• [Texto para leitura]:
Foi na onda dessa violência causada pelo tráfico e a percepção de um Estado cada vez menos capaz de lidar com esse poder paralelo que o presidente americano Ronald Reagan declarou guerra às drogas. Foi num discurso ao vivo para a nação, dizendo que essa era a maior ameaça ao povo! Os EUA entravam numa nova era de repressão ao uso e a venda de cocaína e todo tipo de droga ilegal.

Parecia óbvio ali. Se tem gente fazendo coisa ilegal, o Estado tem que usar sua força para impedir. E como boa parte das drogas entrando nos EUA vinham da Colômbia, parecia óbvio também intervir no país para represar o rio na nascente. Começa então uma invasão “tolerada” dos EUA na Colômbia. Os políticos colombianos estavam ficando sem margem de manobra para lidar com os cartéis, então depois de muitos anos de tolerância corrupta, abraçaram a intervenção americana.

Agora, as coisas se somam: muita gente se tornou revolucionária por causa das intervenções americanas, e como as guerrilhas haviam encontrado um ponto de equilíbrio com os cartéis de drogas (que não precisavam concordar em nada além da vontade de derrubar o poder oficial colombiano), a intervenção americana criou um novo monstro: as FARC. O sucesso em enfraquecer os cartéis gerou uma reação entre esses dois movimentos.

Guerrilhas colombianas que tomavam as enormes florestas locais, sob uma ideia meio vaga de comunismo, mas com o firme propósito de se financiar com a produção e distribuição de cocaína. Toda essa ideia de comunismo e tráfico estarem integrados na América Latina vem das FARC. Não tinha nenhum santo nessas guerrilhas, mas há de se entender que elas foram moldadas por intervenção externa do, em tese, maior inimigo do comunismo e das drogas no mundo.

O colombiano viu ao vivo o desastre humanitário que a guerra às drogas nos EUA estava causando. O plano americano era reprimir, reprimir e reprimir. O resultado foi a Colômbia passando boa parte das últimas décadas num estado de caos e praticamente nenhum avanço prático na redução do consumo de drogas nos EUA ou no resto do mundo.

A tentação de dizer que Gustavo Petro é contra essa ideia de repressão às drogas por ser amigo das FARC é grande, eu sei… mas nada é tão simples assim no mundo. A gente aqui no Brasil sabe que Bolsonaro é um pateta que não consegue mandar nem na própria família, mas a informação que roda o mundo é que nossa democracia está ameaçada pela extrema direita. Vamos tentar analisar o que Petro diz pela via do bom-senso.

E pela via do bom-senso, podemos analisar os dados de quanta gente está usando drogas sem parar, inclusive nos EUA. O país tem a maior população carcerária do mundo, em números gerais e em porcentagem da população. São milhões de pessoas presas, e a maioria está atrás das grades por causa das drogas. Se você consegue prender mais de 2 milhões de pessoas, quase todas por crimes relacionados às drogas, era de se esperar que alguma coisa estivesse funcionando, não?

• [Exercício curto A]:
Responda com base no texto sobre a guerra às drogas:
(i) Qual presidente americano declarou guerra às drogas?
(ii) De qual país vinha boa parte das drogas que entravam nos EUA?
(iii) Qual país tem a maior população carcerária do mundo?
• [Exercício curto B]: Escreva a continuação do texto sobre a guerra às drogas, começando logo após a última frase apresentada.
Os registros não são necessários para este trabalho.

• [Registros extraídos]:
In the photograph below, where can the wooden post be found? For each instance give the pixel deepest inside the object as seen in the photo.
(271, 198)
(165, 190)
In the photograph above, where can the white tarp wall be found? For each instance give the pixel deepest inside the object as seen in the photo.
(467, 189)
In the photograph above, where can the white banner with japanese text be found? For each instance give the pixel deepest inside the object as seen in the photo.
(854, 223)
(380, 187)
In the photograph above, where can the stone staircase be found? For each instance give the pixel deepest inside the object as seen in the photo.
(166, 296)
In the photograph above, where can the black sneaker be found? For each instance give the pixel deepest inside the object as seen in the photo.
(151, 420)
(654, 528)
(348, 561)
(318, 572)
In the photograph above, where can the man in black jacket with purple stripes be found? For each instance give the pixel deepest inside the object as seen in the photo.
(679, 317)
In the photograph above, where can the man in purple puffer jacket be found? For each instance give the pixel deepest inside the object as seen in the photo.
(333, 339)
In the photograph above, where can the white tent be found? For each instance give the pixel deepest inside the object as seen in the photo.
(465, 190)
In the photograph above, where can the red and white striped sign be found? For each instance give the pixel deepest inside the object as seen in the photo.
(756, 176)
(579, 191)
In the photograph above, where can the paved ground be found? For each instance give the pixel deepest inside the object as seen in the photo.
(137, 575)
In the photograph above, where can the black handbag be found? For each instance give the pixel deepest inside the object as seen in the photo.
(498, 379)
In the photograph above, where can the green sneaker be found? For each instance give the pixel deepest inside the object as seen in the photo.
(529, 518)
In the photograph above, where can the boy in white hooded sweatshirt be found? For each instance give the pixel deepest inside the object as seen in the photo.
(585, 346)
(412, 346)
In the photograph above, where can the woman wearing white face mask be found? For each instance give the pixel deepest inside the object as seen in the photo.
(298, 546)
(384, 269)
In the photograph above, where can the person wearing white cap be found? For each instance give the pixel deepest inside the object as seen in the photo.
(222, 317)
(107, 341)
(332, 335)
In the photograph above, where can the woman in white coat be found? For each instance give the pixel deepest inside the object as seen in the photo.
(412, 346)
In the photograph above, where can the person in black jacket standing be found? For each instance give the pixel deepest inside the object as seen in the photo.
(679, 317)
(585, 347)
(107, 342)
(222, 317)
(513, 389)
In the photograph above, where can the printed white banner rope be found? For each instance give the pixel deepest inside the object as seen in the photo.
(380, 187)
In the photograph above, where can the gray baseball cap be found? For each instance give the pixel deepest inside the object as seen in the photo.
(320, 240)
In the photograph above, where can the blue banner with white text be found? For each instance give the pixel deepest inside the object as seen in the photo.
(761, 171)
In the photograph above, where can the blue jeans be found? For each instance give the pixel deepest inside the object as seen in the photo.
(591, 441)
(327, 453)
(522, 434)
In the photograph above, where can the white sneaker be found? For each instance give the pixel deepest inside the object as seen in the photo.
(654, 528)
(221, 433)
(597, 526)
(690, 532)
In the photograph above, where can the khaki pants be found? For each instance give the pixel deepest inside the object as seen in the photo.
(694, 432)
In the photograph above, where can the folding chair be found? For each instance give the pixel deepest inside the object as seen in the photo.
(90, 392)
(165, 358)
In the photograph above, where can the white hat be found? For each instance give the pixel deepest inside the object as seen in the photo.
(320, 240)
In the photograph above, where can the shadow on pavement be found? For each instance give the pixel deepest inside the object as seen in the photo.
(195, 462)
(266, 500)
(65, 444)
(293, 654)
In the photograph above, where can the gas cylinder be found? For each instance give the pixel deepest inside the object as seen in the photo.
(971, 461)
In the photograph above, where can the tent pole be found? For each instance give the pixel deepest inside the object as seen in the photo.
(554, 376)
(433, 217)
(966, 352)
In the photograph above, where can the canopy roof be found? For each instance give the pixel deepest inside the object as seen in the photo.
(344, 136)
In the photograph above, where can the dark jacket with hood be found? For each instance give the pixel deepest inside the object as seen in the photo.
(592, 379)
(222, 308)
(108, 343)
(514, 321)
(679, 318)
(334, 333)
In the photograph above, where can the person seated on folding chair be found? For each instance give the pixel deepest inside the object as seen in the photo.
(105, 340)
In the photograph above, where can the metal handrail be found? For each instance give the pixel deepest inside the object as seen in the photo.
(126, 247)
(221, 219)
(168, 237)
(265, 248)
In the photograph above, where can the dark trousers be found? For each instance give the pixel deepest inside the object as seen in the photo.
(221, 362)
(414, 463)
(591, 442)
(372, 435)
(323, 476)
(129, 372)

• [Resposta da tarefa A]:
(i) Ronald Reagan.
(ii) Da Colômbia.
(iii) Os EUA.

• [Resposta da tarefa B]:
Pois é… pra provar como a repressão não funcionou, a maior epidemia de viciados por lá é baseada em remédios legais. Opióides. A demanda não foi reprimida. Na verdade, ela foi quase que legalizada: o governo faz de tudo para evitar que drogas cruzem suas fronteiras, mas as empresas farmacêuticas locais criam drogas diferentes muito mais poderosas e atuam livremente no incentivo ao seu uso pela população mais vulnerável.

“Oras, a repressão funcionou então, não são mais as drogas ilegais causando problema!”

Não, não é isso. As drogas ilegais continuam rodando pelo país, porque controlar entrada de cocaína num país como os EUA é enxugar gelo, o que aconteceu de verdade foi que o número de pessoas drogadas ao ponto de serem imprestáveis para a própria vida aumentou. As drogas legais se somaram às ilegais e eles estão lidando com o dobro do problema agora. Quando você só pensa em repressão, você isola a pessoa suscetível ao uso. E pessoa abandonada faz besteira.

O problema não é que mudou o foco das drogas causando problemas nos EUA, o problema é que as legais se somaram ao problema. E a guerra às drogas declarada por Reagan década atrás é parte integrante disso: enfiaram na cabeça que prender traficante e botar fogo em floresta na Colômbia é lidar com o problema. Pior que não ter descoberto uma solução é achar que tem uma que não funciona.

A guerra às drogas causou diversos problemas na Colômbia. Quando Petro vai falar disso na ONU, fala com a experiência de quem viu os americanos chegarem, bagunçarem tudo e continuar basicamente com o mesmo problema de antes. Os cartéis colombianos se tornaram cartéis mexicanos. Jogaram veneno num bueiro, os bichos foram para outro.

E o mais triste: muita gente acha que está tudo bem. Que é só questão de reprimir mais para resolver, que o que falta é mais porrada. Quando você está num caminho que não parece estar dando resultado e sua única ideia é insistir nele, você está com um problema sério. A guerra contra as drogas não falhou por falta de poder de fogo, se alguém tinha armas e poderio militar para jogar em cima do problema, eram os EUA; a guerra contra as drogas falhou porque as pessoas estão usando ainda mais drogas.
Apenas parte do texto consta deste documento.